### Challenge
Return verbatim the run of lines that opens with the line holding "You are given a photograph. Locate the steam" and closes with the last line of the records.

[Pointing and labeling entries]
▼

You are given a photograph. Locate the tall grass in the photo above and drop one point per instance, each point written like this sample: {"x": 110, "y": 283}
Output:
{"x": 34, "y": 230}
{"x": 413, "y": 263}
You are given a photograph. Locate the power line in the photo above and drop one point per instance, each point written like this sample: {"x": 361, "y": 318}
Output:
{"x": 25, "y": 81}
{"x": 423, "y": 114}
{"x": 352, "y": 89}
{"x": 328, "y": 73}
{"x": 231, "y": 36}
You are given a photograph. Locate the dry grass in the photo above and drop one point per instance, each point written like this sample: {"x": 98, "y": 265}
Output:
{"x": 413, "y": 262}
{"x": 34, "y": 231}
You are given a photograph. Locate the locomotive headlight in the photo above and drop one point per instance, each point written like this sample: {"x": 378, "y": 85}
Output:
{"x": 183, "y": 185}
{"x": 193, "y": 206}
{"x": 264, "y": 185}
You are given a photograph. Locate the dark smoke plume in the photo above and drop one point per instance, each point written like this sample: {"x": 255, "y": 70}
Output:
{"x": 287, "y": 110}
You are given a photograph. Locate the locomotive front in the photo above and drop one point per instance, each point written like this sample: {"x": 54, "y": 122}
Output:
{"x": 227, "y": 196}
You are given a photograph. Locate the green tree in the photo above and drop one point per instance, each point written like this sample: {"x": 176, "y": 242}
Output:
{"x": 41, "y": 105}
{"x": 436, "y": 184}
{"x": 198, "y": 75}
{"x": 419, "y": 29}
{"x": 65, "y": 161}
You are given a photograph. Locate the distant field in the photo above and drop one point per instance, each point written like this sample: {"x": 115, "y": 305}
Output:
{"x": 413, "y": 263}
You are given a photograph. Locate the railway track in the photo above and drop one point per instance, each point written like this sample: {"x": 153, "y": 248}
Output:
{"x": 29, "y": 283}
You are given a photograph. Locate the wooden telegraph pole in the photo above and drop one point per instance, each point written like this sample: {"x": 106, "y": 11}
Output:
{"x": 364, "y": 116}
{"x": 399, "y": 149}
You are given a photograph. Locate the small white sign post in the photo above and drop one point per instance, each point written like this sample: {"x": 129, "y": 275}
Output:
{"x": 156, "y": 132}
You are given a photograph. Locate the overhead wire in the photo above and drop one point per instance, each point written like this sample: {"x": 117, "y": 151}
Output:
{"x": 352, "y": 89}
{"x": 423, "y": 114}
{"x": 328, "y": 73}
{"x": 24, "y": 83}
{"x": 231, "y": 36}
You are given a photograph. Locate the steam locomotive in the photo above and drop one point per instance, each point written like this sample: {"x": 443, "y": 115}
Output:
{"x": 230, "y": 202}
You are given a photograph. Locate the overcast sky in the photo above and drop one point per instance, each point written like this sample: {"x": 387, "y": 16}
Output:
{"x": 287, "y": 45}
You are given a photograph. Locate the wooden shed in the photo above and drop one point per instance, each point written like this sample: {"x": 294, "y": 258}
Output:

▲

### Solution
You are given a photograph. Locate the steam locomotive in the photo above and drop one point per instance, each point written like this sample: {"x": 443, "y": 115}
Output:
{"x": 230, "y": 202}
You are given a photograph. Locate the overcast sky in the photo above and drop one point per instance, each point written like this sample: {"x": 387, "y": 16}
Output:
{"x": 287, "y": 45}
You are given a photograph. Locate the wooden shed in the photo above and drop one point per instance, each point written like this sample: {"x": 294, "y": 258}
Output:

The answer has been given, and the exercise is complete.